● 练习短文

════════════════

同事老傅的前妻病逝了,头儿率所有职工去悼念。单位不大,新近组建,包括一位领导,只有七名干部,来自五湖四海。我刚参加工作,从学校到社会,对一切都好奇。

老傅兼任出纳,城府深,与头儿关系好,掌管报账大权,得罪不起,我只好随份子。我们一行六人,从县城乘坐公共汽车,抵达后山一个偏僻小镇下站,又翻山越岭,一路探寻,徒步去吊丧。

时值隆冬,雨雪纷飞,山道弯弯,泥泞不堪。有的同事摔倒,开始抱怨天气,怪老天爷不长眼,不知今晚怎样坐大夜,明早又如何送亡灵上山埋葬。头儿兴致勃勃,找当地老农问清路线后,不时给随行人员打气鼓劲:“快了快了,翻过这道山梁,再过一条河沟,爬坡上坎,就看得见。”

果然,不久望见一处荒凉山坳,炊烟缭绕,有人扛着花圈挽幛前往。我们走拢,已是黄昏,正在开席,鼓乐齐鸣,热闹非凡。不过,我也暗中察觉,娘家人神情阴沉,似有仇恨和冤屈。灵堂设在堂屋,一口黑漆棺材前,摆放三盘供品,魂幡纸飘动,香烛燃烧不止,桐油灯长明,磕头跪拜之人络绎不绝。死者年龄不大,仅四十六岁。

大山深处,寒风凛冽。吃过晚饭,老傅即安排人带所有同事去邻村他大姐家歇息。他大姐和大姐哥十分热情,寝室和床铺收拾得干干净净,架起一盆松柏木炭火,倍感温暖。黎明时分,还准备了一大桌丰盛的早餐,算是饯行。头儿是老酒罐,就着烧白、粉蒸肉、炖土豆腊猪蹄和红苕粉丝土鸡汤、煎鱼、炒菜等连干数杯,其他同事随声附和,主人不停夹菜,生怕大家吃不饱,互相说着客气话。

远处传来吹吹打打声,人声鼎沸,还有鞭炮声,显然是出殡起灵了。我有些坐不住,身边同事故作淡定,讳莫如深。我提前下席后,在院坝边一棵苦楝树下眺望,发现送葬的队伍围着老屋转了一圈,重返原地。墓地究竟在哪里呢?

归途中,露出太阳,头儿直夸老傅不错,虽与前妻离婚多年,仍让她住在老家,葬礼办得风风光光。大多数同事没吭声,老冯兼任会计,对老傅知根知底,两人面和心不和,他同我走在一起,挤眉弄眼,似有不屑。

════════════════

请用两句话概括练习短文的内容。

════════════════

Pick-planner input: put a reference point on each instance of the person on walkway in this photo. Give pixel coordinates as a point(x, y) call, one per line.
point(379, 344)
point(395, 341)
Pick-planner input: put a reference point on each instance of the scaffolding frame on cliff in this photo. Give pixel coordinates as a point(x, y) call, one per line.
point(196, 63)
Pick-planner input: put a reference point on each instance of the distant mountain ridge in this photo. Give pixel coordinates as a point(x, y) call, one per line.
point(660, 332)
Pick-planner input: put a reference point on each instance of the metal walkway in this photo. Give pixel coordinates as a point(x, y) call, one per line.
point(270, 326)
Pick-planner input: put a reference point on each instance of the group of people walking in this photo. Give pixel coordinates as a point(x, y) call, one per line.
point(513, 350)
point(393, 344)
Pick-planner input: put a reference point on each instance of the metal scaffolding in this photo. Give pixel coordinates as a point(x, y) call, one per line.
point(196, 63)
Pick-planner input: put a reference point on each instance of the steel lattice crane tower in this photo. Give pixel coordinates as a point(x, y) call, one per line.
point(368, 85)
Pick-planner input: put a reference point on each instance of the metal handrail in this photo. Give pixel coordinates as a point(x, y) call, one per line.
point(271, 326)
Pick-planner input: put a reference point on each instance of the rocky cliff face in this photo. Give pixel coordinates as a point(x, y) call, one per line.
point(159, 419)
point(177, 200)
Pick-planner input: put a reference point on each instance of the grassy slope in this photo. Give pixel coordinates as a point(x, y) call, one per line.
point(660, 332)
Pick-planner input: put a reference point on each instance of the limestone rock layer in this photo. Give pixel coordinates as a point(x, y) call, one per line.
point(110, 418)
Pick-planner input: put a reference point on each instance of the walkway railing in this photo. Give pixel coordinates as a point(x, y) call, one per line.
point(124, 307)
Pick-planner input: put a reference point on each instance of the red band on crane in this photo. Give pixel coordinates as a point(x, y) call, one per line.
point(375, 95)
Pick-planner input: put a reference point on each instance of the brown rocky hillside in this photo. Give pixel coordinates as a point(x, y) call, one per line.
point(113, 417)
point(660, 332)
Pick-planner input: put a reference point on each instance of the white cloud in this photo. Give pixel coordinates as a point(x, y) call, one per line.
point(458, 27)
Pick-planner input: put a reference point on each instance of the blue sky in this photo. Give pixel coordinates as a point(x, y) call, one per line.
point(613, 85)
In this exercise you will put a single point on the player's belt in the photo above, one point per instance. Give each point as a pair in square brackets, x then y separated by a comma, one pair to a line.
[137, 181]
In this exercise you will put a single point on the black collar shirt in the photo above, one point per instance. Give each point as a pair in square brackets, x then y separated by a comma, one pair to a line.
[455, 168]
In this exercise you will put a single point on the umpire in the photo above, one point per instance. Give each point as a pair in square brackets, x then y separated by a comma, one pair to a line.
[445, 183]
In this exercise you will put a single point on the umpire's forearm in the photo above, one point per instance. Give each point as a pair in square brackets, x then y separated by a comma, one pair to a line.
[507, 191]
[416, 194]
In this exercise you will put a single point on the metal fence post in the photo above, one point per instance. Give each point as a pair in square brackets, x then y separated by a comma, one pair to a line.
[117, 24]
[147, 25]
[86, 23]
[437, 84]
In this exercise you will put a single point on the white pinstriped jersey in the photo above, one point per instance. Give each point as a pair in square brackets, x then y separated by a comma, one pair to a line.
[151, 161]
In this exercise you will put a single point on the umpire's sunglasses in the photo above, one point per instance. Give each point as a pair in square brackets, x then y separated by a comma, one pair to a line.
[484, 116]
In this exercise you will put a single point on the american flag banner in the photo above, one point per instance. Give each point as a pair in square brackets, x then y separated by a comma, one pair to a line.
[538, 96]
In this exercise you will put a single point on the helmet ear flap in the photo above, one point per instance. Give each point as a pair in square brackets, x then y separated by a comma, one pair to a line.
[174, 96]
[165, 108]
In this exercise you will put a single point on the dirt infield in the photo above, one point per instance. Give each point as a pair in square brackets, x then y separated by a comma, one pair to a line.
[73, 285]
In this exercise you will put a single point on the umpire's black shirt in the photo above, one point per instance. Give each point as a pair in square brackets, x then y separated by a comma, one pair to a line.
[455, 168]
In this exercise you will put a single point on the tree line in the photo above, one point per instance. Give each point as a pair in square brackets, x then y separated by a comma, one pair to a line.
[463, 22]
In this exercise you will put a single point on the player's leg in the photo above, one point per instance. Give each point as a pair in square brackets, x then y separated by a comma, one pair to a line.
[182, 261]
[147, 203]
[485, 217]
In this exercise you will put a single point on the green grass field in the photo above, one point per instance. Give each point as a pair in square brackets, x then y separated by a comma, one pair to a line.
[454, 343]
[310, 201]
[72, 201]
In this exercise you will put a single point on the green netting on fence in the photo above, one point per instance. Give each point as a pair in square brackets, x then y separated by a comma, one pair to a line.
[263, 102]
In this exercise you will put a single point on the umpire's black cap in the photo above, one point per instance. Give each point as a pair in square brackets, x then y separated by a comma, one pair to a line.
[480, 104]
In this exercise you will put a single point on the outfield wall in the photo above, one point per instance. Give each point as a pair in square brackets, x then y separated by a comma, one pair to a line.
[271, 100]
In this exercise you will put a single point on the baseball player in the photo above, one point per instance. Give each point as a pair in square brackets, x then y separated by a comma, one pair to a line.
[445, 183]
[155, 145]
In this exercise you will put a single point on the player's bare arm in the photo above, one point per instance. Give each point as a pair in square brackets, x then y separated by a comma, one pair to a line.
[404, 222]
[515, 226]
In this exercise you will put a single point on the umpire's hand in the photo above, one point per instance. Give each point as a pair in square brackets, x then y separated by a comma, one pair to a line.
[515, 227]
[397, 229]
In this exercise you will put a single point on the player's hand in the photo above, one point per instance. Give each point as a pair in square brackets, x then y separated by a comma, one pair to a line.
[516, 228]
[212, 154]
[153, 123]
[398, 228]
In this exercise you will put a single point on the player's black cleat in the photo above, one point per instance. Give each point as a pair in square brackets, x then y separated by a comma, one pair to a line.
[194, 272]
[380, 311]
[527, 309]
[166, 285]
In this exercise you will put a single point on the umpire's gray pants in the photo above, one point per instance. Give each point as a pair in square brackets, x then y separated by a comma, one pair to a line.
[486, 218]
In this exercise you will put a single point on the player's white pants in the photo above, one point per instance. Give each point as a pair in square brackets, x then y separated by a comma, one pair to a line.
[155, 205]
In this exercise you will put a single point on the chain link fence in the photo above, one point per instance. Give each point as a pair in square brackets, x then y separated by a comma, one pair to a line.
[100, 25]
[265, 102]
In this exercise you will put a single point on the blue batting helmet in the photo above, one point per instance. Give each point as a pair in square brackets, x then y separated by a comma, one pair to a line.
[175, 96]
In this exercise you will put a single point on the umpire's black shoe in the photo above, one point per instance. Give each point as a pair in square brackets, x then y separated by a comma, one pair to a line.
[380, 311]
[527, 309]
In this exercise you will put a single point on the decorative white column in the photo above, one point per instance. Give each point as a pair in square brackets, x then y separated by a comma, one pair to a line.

════════════════

● 最终答案
同事老傅的前妻病逝后,头儿带领同事在隆冬雨雪中乘公共汽车、再翻山越岭徒步去吊丧,黄昏时赶到正在开席的灵堂。众人在老傅大姐家歇息并吃过丰盛的早餐后,"我"看见送葬队伍围着老屋转了一圈又回到原地;归途中头儿夸老傅葬礼办得风光,老冯却似有不屑。